▸ **TEXT EXCERPT**:

------------------------------------------------------------------------

# Skimming to S3 (Parquet)
Tests the intccms skimming infrastructure writing parquet to S3 via a coffea processor.

In [2]:
import sys
from pathlib import Path

repo_root = Path.cwd().parent
src_dir = repo_root / "src"
if str(src_dir) not in sys.path:
    sys.path.insert(0, str(src_dir))
if str(repo_root) not in sys.path:
    sys.path.insert(0, str(repo_root))

try:
    import omegaconf
except Exception:
    ! pip install omegaconf

In [None]:
import os

from intccms.utils.tools import load_dotenv

load_dotenv("../.env")

INPUT_FILE = "root://xcache//store/mc/RunIISummer20UL18NanoAODv9/TTToSemiLeptonic_TuneCP5_13TeV-powheg-pythia8/NANOAODSIM/106X_upgrade2018_realistic_v16_L1v1-v1/120000/0E9EA19A-AE0E-3149-88C3-D733240FF5AB.root"
DATASET_NAME = "ttbar"
TREE_NAME = "Events"
CHUNK_SIZE = 100_000

# S3 configuration
AWS_ID = os.environ["AWS_ACCESS_KEY_ID"]
AWS_SECRET = os.environ["AWS_SECRET_ACCESS_KEY"]
print(AWS_ID, AWS_SECRET)
S3_ENDPOINT = "https://red-s3.unl.edu/cmsaf-test-oshadura"
OUTPUT_DIR = "s3:///skim_test_s3_out"

STORAGE_OPTIONS = {
    "key": AWS_ID,
    "secret": AWS_SECRET,
    "client_kwargs": {"endpoint_url": S3_ENDPOINT},
}

# AF options: [iterative, coffeacasa-condor, coffeacasa-gateway, purdue-af]
AF = "coffeacasa-condor"
NUM_WORKERS = 10
AUTO_CLOSE_CLIENT = False

BRANCHES = {
    "event": ["run", "luminosityBlock", "event"],
    "Muon": ["pt", "eta", "phi", "mass"],
    "PuppiMET": ["pt", "phi"],
}

In [4]:
import hashlib
import time

import awkward as ak
import cloudpickle
from coffea.analysis_tools import PackedSelection
from coffea.nanoevents import NanoAODSchema
from coffea.processor import ProcessorABC, Runner, IterativeExecutor, DaskExecutor

import intccms
from intccms.schema import SkimmingConfig
from intccms.skimming.io.writers import ParquetWriter
from intccms.skimming.pipeline.stages import build_column_list, extract_columns, save_events
from intccms.utils.dask_client import acquire_client, live_prints
from intccms.utils.functors import SelectionExecutor

cloudpickle.register_pickle_by_value(intccms)

------------------------------------------------------------------------

▸ **PROVIDED MATERIAL**:
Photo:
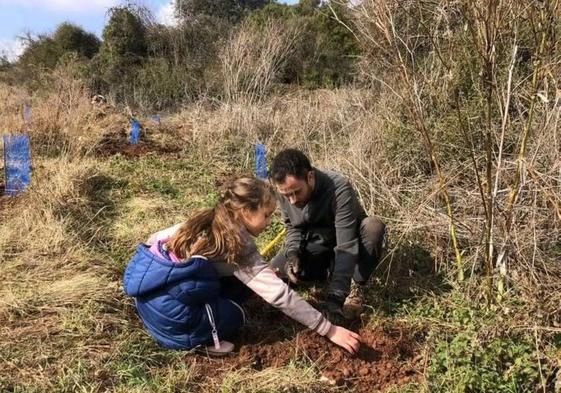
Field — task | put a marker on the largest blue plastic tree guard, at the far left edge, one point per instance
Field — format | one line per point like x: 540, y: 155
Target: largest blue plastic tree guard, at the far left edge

------------------------------------------------------------------------

▸ **QUESTIONS TO ANSWER**:
- 1) Summarize the skimming notebook in two sentences.
- 2) Answer these questions about the skimming notebook:
(a) Which package does it install with pip if importing it fails?
(b) What value is assigned to CHUNK_SIZE?
(c) Which fields are listed for "Muon" in BRANCHES?

▸ **SET OF ANSWERS**:
- 1) The skimming notebook tests the intccms skimming infrastructure by writing parquet output to S3 through a coffea processor. It sets up import paths, loads environment settings, defines the input file, the "ttbar" dataset name, S3 credentials and endpoint, the "coffeacasa-condor" facility with 10 workers and the branches to keep, then imports the coffea and intccms components it uses.

- 2)
(a) omegaconf
(b) 100_000
(c) pt, eta, phi and mass